■ YOUR INSTRUCTIONS ■
Beginning with the line where "Target: straw fedora hat" appears, please restate each line of the records below word for word until the last one, inclusive, and nothing else.

+ + + +

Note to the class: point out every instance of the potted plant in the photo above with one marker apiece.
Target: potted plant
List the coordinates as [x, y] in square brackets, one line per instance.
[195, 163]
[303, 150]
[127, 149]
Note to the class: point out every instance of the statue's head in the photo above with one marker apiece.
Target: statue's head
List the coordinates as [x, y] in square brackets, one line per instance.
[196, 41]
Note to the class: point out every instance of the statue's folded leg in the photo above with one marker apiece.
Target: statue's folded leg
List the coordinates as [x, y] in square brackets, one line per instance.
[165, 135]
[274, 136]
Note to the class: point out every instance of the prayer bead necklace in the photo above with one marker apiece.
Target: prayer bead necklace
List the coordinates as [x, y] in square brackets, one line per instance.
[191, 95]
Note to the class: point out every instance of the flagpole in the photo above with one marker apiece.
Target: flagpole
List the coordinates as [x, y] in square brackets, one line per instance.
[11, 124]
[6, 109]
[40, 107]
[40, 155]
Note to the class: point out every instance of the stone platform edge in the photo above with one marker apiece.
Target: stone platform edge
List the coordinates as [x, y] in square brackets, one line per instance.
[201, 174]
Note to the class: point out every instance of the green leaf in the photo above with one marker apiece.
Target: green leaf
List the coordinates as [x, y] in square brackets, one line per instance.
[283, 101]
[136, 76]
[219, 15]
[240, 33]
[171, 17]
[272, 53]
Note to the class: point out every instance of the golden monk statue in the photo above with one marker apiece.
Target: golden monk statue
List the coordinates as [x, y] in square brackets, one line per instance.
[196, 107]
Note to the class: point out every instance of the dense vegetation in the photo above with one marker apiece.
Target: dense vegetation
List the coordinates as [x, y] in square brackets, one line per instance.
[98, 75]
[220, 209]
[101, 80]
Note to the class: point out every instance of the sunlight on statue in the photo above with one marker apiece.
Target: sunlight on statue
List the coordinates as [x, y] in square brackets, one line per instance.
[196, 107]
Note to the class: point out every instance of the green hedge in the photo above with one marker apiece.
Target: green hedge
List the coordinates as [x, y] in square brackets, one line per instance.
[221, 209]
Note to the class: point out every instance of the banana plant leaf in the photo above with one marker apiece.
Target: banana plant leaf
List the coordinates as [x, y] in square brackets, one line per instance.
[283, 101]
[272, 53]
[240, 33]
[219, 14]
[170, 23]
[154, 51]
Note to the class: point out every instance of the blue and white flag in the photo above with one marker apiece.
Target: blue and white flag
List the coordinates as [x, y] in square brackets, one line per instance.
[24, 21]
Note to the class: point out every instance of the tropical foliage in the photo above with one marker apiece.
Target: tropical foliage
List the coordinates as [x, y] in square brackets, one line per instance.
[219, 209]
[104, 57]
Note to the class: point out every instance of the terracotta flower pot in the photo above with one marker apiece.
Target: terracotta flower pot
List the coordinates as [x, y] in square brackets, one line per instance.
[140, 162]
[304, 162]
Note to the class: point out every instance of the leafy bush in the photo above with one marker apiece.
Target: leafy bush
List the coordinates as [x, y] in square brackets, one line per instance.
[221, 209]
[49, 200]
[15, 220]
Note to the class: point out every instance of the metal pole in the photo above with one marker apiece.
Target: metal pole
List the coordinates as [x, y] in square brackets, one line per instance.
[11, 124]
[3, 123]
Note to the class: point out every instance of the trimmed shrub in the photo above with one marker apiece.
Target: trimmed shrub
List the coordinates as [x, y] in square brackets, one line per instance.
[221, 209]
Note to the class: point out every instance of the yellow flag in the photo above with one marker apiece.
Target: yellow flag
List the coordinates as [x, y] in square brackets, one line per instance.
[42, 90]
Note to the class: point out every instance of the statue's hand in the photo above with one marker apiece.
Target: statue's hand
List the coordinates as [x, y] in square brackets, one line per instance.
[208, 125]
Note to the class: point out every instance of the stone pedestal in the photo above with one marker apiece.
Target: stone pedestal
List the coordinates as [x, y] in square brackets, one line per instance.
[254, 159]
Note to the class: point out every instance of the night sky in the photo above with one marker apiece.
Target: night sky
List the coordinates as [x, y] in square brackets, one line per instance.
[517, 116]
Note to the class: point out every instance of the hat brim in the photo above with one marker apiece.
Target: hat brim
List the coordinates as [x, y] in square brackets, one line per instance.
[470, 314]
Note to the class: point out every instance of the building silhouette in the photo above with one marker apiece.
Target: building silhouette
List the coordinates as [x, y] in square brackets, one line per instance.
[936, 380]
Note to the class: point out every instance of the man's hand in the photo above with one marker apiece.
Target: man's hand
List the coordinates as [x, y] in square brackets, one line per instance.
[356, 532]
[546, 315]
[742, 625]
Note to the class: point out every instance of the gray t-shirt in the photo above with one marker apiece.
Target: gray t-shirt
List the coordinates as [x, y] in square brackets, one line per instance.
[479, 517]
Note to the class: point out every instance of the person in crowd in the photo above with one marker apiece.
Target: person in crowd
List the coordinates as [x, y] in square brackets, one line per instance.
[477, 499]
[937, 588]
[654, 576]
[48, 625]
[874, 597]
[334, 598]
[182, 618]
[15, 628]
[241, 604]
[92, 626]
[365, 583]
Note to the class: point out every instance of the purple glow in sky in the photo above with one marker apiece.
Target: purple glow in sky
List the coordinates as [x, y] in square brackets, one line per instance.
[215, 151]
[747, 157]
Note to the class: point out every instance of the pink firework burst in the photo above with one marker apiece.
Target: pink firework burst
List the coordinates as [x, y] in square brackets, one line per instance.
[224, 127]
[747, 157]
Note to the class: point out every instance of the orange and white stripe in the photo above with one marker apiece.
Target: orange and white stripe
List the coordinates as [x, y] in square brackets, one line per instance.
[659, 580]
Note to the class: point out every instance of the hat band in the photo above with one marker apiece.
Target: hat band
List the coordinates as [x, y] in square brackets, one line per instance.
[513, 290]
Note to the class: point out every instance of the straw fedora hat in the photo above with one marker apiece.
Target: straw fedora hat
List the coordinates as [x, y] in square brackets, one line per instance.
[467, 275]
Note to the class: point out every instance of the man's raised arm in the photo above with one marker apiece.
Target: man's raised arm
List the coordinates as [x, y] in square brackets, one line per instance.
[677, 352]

+ + + +

■ EXPECTED ANSWER ■
Target: straw fedora hat
List the coordinates as [x, y] in square brackets, one line per instance.
[467, 275]
Note to the class: point out every instance of the man's raised arm in the photo above with one marker apiece.
Target: man's raised arm
List the coordinates as [x, y] in square brackets, one line per instance.
[677, 352]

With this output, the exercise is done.